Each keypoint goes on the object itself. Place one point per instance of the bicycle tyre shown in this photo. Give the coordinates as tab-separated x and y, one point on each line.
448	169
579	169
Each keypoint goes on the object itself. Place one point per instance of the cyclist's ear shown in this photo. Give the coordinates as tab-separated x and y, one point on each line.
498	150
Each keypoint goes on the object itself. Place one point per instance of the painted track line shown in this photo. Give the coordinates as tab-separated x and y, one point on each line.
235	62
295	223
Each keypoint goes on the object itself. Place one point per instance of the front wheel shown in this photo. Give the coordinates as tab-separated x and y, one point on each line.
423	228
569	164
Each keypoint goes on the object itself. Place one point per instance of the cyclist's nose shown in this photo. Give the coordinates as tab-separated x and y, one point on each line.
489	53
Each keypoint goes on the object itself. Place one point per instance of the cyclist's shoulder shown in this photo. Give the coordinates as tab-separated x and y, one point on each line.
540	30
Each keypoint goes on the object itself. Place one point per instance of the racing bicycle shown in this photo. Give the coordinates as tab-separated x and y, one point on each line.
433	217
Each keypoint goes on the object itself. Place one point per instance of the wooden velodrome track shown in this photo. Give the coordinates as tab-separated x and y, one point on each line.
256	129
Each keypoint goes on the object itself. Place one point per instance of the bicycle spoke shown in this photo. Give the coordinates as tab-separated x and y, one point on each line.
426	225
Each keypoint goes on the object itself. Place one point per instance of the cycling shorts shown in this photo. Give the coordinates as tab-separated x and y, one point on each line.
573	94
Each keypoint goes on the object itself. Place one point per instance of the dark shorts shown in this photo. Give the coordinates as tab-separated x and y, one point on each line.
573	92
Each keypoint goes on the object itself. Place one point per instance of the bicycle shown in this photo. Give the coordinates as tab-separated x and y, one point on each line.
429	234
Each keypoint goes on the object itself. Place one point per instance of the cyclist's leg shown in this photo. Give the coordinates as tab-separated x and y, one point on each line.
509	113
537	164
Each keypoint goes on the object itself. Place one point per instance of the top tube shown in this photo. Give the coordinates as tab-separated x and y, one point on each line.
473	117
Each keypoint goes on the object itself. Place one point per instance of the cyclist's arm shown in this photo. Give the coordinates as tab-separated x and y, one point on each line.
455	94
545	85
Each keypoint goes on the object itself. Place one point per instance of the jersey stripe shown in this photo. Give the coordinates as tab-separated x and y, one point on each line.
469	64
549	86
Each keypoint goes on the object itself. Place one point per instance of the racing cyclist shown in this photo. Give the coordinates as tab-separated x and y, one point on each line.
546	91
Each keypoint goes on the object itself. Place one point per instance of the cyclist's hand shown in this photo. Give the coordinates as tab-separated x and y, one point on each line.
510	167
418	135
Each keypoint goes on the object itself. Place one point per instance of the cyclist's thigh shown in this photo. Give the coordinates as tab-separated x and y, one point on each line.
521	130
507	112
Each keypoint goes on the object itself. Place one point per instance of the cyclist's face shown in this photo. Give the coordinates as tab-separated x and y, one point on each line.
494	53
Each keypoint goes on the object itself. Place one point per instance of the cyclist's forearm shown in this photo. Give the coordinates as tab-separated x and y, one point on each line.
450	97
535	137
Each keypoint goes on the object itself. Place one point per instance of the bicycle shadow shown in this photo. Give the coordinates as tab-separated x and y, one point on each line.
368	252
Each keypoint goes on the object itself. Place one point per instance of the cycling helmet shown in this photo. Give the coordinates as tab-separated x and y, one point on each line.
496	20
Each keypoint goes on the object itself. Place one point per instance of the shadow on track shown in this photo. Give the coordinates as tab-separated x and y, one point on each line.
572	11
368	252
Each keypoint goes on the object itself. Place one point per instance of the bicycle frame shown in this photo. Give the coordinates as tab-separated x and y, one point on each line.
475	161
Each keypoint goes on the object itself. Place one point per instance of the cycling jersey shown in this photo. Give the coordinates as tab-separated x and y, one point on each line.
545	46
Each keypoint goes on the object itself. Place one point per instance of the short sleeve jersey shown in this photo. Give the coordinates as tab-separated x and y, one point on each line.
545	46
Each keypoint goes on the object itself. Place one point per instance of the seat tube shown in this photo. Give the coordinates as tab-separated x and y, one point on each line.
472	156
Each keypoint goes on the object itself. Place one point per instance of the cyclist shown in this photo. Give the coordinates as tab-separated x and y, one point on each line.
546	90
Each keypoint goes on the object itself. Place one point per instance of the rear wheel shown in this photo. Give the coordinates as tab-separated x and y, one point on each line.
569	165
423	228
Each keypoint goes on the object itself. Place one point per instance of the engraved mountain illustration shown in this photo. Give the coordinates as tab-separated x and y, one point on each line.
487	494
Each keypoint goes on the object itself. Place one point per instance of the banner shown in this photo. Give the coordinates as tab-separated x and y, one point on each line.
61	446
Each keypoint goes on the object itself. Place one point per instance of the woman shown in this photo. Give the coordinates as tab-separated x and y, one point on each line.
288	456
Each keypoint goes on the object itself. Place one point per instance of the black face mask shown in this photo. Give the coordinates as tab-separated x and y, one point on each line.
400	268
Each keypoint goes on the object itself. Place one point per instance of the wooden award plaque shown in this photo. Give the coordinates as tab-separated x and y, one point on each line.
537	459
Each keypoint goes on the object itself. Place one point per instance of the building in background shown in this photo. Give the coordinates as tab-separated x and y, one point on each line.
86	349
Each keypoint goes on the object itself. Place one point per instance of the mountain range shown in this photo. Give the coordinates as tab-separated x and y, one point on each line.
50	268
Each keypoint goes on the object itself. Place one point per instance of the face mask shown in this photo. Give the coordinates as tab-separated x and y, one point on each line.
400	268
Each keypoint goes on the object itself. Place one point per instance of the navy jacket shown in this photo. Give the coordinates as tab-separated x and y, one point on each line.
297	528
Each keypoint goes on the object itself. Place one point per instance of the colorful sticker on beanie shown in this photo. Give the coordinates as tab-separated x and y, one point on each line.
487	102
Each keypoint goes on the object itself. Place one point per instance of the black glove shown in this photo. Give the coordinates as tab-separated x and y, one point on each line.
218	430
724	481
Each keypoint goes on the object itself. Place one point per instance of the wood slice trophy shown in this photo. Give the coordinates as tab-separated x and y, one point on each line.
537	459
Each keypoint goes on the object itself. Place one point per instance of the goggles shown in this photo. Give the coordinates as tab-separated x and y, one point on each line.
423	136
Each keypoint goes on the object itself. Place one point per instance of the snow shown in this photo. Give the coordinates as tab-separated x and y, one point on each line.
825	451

* Problem
Restate all of the entries exactly, please.

* Expected answer
Each keypoint goes on the object itself. Place one point per instance of the bicycle tyre shown in this photo. Give the coordinates as tab-separated x and y, one point on each line.
448	169
579	169
Each keypoint goes on the object itself. Place one point per instance of the cyclist's ear shown in this photo. Give the coordinates as tab-separated x and y, one point on each line.
498	150
Each keypoint goes on the object itself. Place one point per instance of the painted track line shown in this photo. Give the coordinates as tab-separated x and y, one point on each line.
235	62
295	223
Each keypoint goes on the object itself. Place one point per instance of the front wheel shown in this photo. Give the coordinates as tab-separated x and y, one point on each line.
423	228
569	164
Each keypoint goes on the object itself. Place one point per instance of the cyclist's nose shown in this photo. Give the coordinates as tab-separated x and y, one point on each line.
489	53
Each keypoint goes on the object itself. Place one point per instance of the cyclist's shoulder shown in this photo. Give the coordinates as tab-separated x and y, one point on each line.
540	30
Each keypoint goes on the object itself. Place one point per instance of the racing bicycle shown in this photo. Give the coordinates as tab-separated x and y, one point on each line.
433	217
Each keypoint goes on the object itself. Place one point per instance of the wooden velodrome track shown in this photo. Give the coordinates as tab-separated x and y, one point on each line.
256	129
Each keypoint goes on the object itself. Place one point per instance of the bicycle spoke shown in this photo. Give the coordinates as tab-separated x and y, one point on each line.
426	225
Each keypoint goes on the object itself. Place one point per instance of the cycling shorts shown in this photo. Give the coordinates as tab-separated x and y, one point on each line.
573	94
Each keypoint goes on the object itself. Place one point per instance of the dark shorts shown in this photo. Give the coordinates as tab-separated x and y, one point on each line.
573	92
Each keypoint goes on the object itself. Place one point per instance of the bicycle shown in this photo. Give the coordinates as tab-separated x and y, one point on each line.
429	234
Each keypoint goes on the object itself. Place one point per instance of the cyclist's leg shown in this photo. Give the coordinates as tab-separated x and y, one point on each line.
509	113
537	164
Each keypoint goes on the object itself. Place one point per instance of the top tube shown in this photo. Give the coordinates as tab-separated x and y, one point on each line.
473	117
Each keypoint goes on the object itself. Place one point per instance of the cyclist's arm shown in this photo. Give the coordinates as tab-separated x and y, one point on each line.
455	94
545	85
Each keypoint goes on the object itself. Place one point per instance of the jersey stripe shown in this photo. Give the coordinates as tab-separated x and y, one point on each line.
469	64
549	86
Each keypoint goes on the object itself. Place one point per instance of the racing cyclist shown in this photo. Give the coordinates as tab-separated x and y, one point on each line.
546	91
Each keypoint goes on the object itself. Place one point per instance of the cyclist's hand shown in this photo. Give the coordinates as tab-separated x and y, one point on each line.
510	167
418	135
Each keypoint goes on the object itself. Place one point per instance of the cyclist's thigh shown in this photo. Give the coordinates as tab-separated x and y, one point on each line.
521	130
507	112
Each keypoint goes on the object itself. Place one point per instance of the cyclist's face shown in this photo. Give the coordinates as tab-separated x and y, one point on each line.
494	53
Each keypoint goes on the object itself. Place one point per instance of the cyclist's forearm shown in this photo. Give the coordinates as tab-separated x and y, one point on each line.
450	97
535	137
Each keypoint goes on the object itself. Place one point per instance of the bicycle shadow shown in this photo. Give the coordinates as tab-separated x and y, one point on each line.
368	252
Each keypoint goes on the object itself. Place one point per instance of the cycling helmet shown in this photo. Give the coordinates as tab-separated x and y, one point on each line.
496	20
Each keypoint goes on the object itself. Place one point per instance of the shadow on track shown in this photo. Give the coordinates as tab-separated x and y, one point on each line.
572	11
368	252
Each keypoint goes on the object itself. Place one point per instance of the bicycle frame shown in this photo. Give the coordinates as tab-separated x and y, one point on each line.
475	161
Each keypoint goes on the object itself. Place one point per instance of the cycling jersey shown in this photo. Give the coordinates as tab-separated x and y, one point on each line.
545	46
Each keypoint goes on the object itself. Place one point per instance of the short sleeve jersey shown in this photo. Give the coordinates as tab-separated x and y, one point on each line.
545	46
Each keypoint goes on the object itself. Place one point per instance of the seat tube shown in this photo. Give the coordinates as tab-separated x and y, one point on each line.
472	156
Each keypoint goes on the object itself. Place one point per instance of the cyclist shown in this photo. Give the coordinates as tab-separated x and y, one point on each line.
546	90
Each keypoint goes on the object itself. Place one point per instance of the rear wheel shown in this photo. Give the coordinates as tab-separated x and y, one point on each line.
569	165
423	228
Each keypoint goes on the object itself. Place one point per instance of the engraved mountain illustration shown in this photo. Give the coordinates as tab-separated x and y, one point on each line.
487	494
Each keypoint goes on the object itself. Place one point per instance of the banner shown in this photo. Give the coordinates as tab-separated x and y, one point on each line.
61	446
Each keypoint goes on the object itself. Place one point per instance of the woman shown in this photo. Give the coordinates as tab-separated x and y, one point on each line.
288	456
Each keypoint goes on the object itself. Place one point per instance of the black face mask shown in this photo. Give the coordinates as tab-separated x and y, one point on each line.
400	268
Each keypoint goes on the object itself. Place one point per instance of the wooden award plaque shown in this photo. Give the coordinates as tab-separated x and y, one point on each line.
537	459
Each keypoint goes on the object itself. Place one point per instance of the building in background shown in this photo. Give the coordinates as tab-separated x and y, one point on each line.
86	349
Each keypoint goes on the object itself. Place one point per instance of the mountain range shown in this photo. Give the coordinates as tab-separated x and y, one point on each line.
50	268
Each keypoint goes on the object itself. Place one point per instance of the face mask shown in this photo. Give the coordinates as tab-separated x and y, one point on each line.
400	268
Each keypoint goes on the object itself. Place one point per instance of the navy jacket shown in this photo. Give the coordinates as tab-separated x and y, one point on each line.
297	528
Each keypoint goes on the object itself. Place one point per instance of the colorful sticker on beanie shown in this photo. Give the coordinates as tab-separated x and y, one point on each line.
487	102
Each keypoint goes on the object itself. Place one point per instance of the black glove shown in this photo. Give the coordinates as tab-separated x and y, one point on each line.
218	430
724	481
Each keypoint goes on the object itself. Place one point per instance of the wood slice trophy shown in this photo. Give the coordinates as tab-separated x and y, one point on each line.
537	459
Each keypoint goes on the object itself. Place one point per instance of the goggles shown in this photo. Give the coordinates as tab-separated x and y, one point on each line.
423	136
Each keypoint goes on the object itself. Place one point per instance of the snow shown in this photo. Give the coordinates as tab-separated x and y, one point on each line.
825	451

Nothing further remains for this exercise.